● **Recorded data**:
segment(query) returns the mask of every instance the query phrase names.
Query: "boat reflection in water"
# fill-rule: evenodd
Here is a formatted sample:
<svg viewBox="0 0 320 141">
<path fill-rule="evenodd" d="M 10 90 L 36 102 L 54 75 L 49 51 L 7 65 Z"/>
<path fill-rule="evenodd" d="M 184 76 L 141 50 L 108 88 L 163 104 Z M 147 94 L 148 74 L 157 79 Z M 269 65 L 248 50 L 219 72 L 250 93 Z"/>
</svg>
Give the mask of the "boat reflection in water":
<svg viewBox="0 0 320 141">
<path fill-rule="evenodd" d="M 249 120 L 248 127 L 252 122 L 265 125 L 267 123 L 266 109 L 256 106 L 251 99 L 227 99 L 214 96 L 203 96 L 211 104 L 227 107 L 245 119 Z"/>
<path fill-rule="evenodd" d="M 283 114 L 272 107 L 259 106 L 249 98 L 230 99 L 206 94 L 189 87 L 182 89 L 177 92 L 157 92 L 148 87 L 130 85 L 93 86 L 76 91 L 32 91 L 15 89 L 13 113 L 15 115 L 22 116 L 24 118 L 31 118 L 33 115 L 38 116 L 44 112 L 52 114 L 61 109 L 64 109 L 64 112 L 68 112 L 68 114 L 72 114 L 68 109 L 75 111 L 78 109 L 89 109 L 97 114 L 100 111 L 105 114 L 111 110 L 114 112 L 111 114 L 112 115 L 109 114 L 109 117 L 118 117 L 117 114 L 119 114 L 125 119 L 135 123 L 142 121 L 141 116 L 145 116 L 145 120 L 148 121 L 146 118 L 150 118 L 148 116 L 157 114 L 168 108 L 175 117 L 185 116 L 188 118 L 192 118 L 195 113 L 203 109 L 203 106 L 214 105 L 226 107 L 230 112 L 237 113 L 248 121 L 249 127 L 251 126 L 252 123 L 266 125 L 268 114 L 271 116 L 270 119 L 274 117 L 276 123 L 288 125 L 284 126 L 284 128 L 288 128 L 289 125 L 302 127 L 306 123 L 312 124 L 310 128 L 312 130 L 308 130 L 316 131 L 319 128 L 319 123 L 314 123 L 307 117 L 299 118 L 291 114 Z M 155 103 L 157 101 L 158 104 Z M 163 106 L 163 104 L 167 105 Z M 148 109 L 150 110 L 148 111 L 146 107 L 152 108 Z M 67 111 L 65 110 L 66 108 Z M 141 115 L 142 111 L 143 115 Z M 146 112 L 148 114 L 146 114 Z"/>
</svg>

● **Required work**: Copy every line of the items above character for character, leaving nothing out.

● **Answer below**:
segment(query) returns the mask of every instance the query phrase names.
Query: "boat reflection in water"
# fill-rule: evenodd
Here is a formatted sample:
<svg viewBox="0 0 320 141">
<path fill-rule="evenodd" d="M 10 90 L 36 102 L 54 75 L 49 51 L 7 65 Z"/>
<path fill-rule="evenodd" d="M 184 76 L 141 50 L 108 88 L 163 104 Z M 147 94 L 148 74 L 157 79 Z M 269 65 L 248 50 L 219 72 L 250 93 Z"/>
</svg>
Give the mask of the "boat reflection in water":
<svg viewBox="0 0 320 141">
<path fill-rule="evenodd" d="M 249 120 L 248 127 L 252 122 L 265 125 L 267 123 L 266 109 L 256 106 L 251 99 L 227 99 L 214 96 L 203 96 L 211 104 L 227 107 L 245 119 Z"/>
<path fill-rule="evenodd" d="M 283 114 L 272 107 L 259 106 L 249 98 L 230 99 L 206 94 L 189 87 L 182 89 L 177 92 L 157 92 L 148 87 L 130 85 L 93 86 L 76 91 L 32 91 L 15 89 L 13 113 L 15 115 L 22 116 L 24 118 L 31 118 L 33 115 L 38 116 L 44 112 L 52 114 L 61 109 L 64 109 L 64 112 L 68 112 L 68 114 L 72 114 L 68 109 L 75 111 L 78 109 L 89 109 L 97 114 L 100 111 L 105 114 L 111 110 L 114 112 L 111 114 L 112 115 L 109 114 L 109 117 L 118 117 L 117 114 L 119 114 L 125 119 L 135 123 L 142 121 L 141 116 L 145 116 L 145 120 L 148 121 L 146 118 L 150 118 L 148 116 L 157 114 L 168 108 L 175 117 L 185 116 L 188 118 L 192 118 L 195 113 L 203 109 L 203 106 L 214 105 L 226 107 L 230 112 L 237 113 L 248 121 L 249 127 L 251 126 L 252 123 L 266 125 L 268 114 L 271 116 L 270 119 L 274 117 L 276 123 L 288 125 L 284 126 L 284 128 L 288 128 L 289 125 L 302 127 L 306 123 L 312 124 L 310 128 L 312 130 L 308 130 L 316 131 L 319 128 L 319 123 L 314 123 L 307 117 L 299 118 L 291 114 Z M 155 103 L 157 101 L 158 104 Z M 163 106 L 163 104 L 167 105 Z M 148 109 L 150 110 L 148 111 L 146 107 L 152 108 Z M 67 111 L 65 110 L 66 108 Z M 141 115 L 142 111 L 143 115 Z M 146 112 L 148 114 L 146 114 Z"/>
</svg>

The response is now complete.